INSTRUÇÕES DA TAREFA
Transcreva sem alterações o trecho do texto do exercício que vai de "Mais um bicho" até "agora, na estrada.", inclusive.

Tudo o que tem término, tudo o que é feito de fim, é bonito.
A vida é feia, com os seus acordes órfãos de maestro conhecido, dançamos descalços e em valas.
Já outrora falei da continuidade e do fim, tudo o que se prolonga, tudo o que tem movimento, tudo o que muta está condenado ao fracasso, à destruição.
O que é.
O que acontece.
O que termina, o que não nasce, nem cresce, continuará inatingível e eterno, no auge do seu valor.
Ô Satan, prends pitié de ma longue misère!
Acordei aterrorizada e olhei para o mostrador, passava um pouco das cinco da madrugada.
A respiração estava profunda, as unhas enterravam-se-me nas conchas das mãos e os olhos apertavam-se-me como botões novos.
Sim, mais um pesadelo.
Mais um bicho que se sentou nas minhas costelas.
Não me recordo muito bem do início mas lembro-me perfeitamente do sítio.
A ponte por cima da auto-estrada, com a serra ao fundo.
Seríamos uns cinco e não sei quem éramos, nem sei se eu estava lá, ou se pairava… como sempre.
Subimos uns degraus cavados na terra de uma encosta e estávamos, agora, na estrada.
Um deles falou e reparei que era uma mulher que trajava um manto com capuz.
No entanto, não me questionei porque nunca lhe vislumbrara o rosto.
Era como se fosse natural vê-la assim…
"Não sou religiosa."
Acho que foi isto que a ouvi dizer.

MATERIAL FORNECIDO
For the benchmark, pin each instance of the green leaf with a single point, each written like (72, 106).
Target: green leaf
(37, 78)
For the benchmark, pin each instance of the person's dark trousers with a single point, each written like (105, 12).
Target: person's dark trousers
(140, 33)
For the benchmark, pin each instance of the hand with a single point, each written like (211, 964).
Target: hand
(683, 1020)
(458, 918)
==
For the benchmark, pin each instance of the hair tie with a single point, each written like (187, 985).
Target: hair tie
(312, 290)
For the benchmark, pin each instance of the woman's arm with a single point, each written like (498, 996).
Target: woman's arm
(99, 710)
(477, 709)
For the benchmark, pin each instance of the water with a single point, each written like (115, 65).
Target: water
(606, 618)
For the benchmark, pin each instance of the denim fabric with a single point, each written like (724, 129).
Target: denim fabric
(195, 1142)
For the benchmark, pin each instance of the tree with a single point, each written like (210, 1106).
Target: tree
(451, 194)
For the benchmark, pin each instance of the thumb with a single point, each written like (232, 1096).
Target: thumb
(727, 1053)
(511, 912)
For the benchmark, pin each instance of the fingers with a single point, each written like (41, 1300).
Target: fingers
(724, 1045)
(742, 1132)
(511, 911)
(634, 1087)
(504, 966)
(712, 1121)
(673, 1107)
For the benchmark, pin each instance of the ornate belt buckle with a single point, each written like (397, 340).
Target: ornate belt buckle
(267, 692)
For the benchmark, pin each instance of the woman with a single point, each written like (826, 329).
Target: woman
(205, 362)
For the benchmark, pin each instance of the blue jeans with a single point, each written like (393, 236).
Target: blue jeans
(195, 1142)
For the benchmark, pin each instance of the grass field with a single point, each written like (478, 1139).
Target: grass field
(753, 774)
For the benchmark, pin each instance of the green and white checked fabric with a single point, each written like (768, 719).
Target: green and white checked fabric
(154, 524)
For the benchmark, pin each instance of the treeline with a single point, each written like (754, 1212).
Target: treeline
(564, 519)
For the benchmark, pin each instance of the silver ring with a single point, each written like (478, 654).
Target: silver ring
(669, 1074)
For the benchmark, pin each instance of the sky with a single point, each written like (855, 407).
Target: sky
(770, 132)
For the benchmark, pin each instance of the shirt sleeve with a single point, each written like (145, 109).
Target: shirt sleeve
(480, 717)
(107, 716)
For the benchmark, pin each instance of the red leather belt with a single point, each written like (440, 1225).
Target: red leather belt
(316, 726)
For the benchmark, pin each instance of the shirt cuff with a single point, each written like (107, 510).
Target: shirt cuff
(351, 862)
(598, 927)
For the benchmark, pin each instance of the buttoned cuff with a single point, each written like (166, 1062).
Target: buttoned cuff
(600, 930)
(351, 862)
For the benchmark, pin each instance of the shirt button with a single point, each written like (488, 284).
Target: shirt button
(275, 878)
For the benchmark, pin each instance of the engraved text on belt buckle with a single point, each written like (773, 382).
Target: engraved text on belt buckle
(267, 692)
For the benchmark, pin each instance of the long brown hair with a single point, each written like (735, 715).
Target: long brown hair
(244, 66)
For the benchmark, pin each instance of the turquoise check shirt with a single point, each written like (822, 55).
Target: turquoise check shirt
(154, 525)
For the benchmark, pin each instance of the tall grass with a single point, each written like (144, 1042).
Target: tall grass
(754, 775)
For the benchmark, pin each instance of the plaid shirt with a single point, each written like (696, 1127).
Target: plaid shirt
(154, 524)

CAIXA DE RESPOSTA
Mais um bicho que se sentou nas minhas costelas.
Não me recordo muito bem do início mas lembro-me perfeitamente do sítio.
A ponte por cima da auto-estrada, com a serra ao fundo.
Seríamos uns cinco e não sei quem éramos, nem sei se eu estava lá, ou se pairava… como sempre.
Subimos uns degraus cavados na terra de uma encosta e estávamos, agora, na estrada.